**REQUIREMENT:** Quote the records that follow in full and exactly; leave out the pictures.

**DATASET ROWS:**
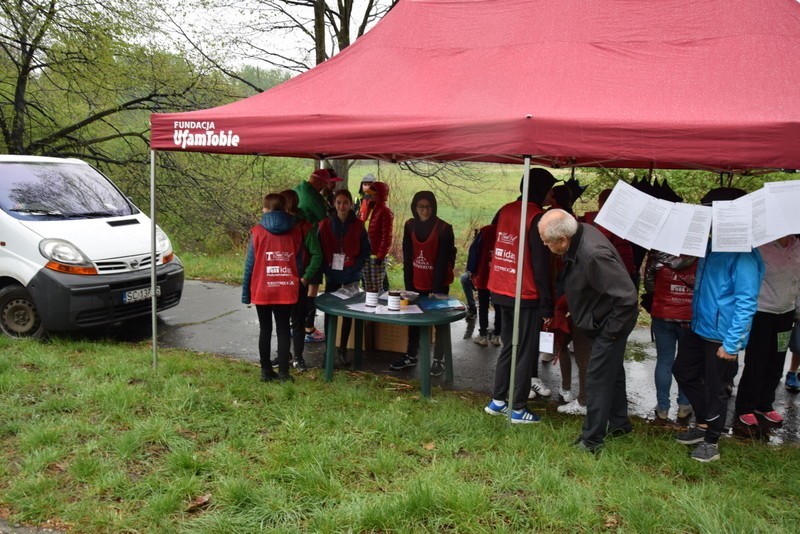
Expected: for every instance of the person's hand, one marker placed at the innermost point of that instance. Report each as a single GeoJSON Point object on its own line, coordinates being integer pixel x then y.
{"type": "Point", "coordinates": [725, 355]}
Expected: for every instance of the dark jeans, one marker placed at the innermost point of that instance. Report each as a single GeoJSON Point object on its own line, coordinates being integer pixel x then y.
{"type": "Point", "coordinates": [412, 349]}
{"type": "Point", "coordinates": [299, 311]}
{"type": "Point", "coordinates": [529, 326]}
{"type": "Point", "coordinates": [484, 297]}
{"type": "Point", "coordinates": [281, 312]}
{"type": "Point", "coordinates": [347, 322]}
{"type": "Point", "coordinates": [606, 394]}
{"type": "Point", "coordinates": [763, 362]}
{"type": "Point", "coordinates": [702, 375]}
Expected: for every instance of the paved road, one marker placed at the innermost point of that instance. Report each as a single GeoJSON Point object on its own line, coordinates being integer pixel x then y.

**FINAL ANSWER:**
Expected: for every instance of the person's hand, one marker placed at the innermost point of that instance. Report each as a single GeoJSON Point object on its own line, coordinates being integer pixel x then y.
{"type": "Point", "coordinates": [725, 355]}
Expected: for every instance of the dark jeans, one marker placed at the innermost point of that instance. Report each as a single GeoJSON Point object on its own line, coordinates being integer pixel x then y.
{"type": "Point", "coordinates": [412, 349]}
{"type": "Point", "coordinates": [299, 311]}
{"type": "Point", "coordinates": [529, 326]}
{"type": "Point", "coordinates": [484, 297]}
{"type": "Point", "coordinates": [281, 312]}
{"type": "Point", "coordinates": [347, 322]}
{"type": "Point", "coordinates": [606, 394]}
{"type": "Point", "coordinates": [763, 362]}
{"type": "Point", "coordinates": [702, 375]}
Expected: for every instance of the paved road, one marker placed at the innermost point of that instance. Report each as a single GeoJSON Point object on its own line, coordinates being integer pixel x then y.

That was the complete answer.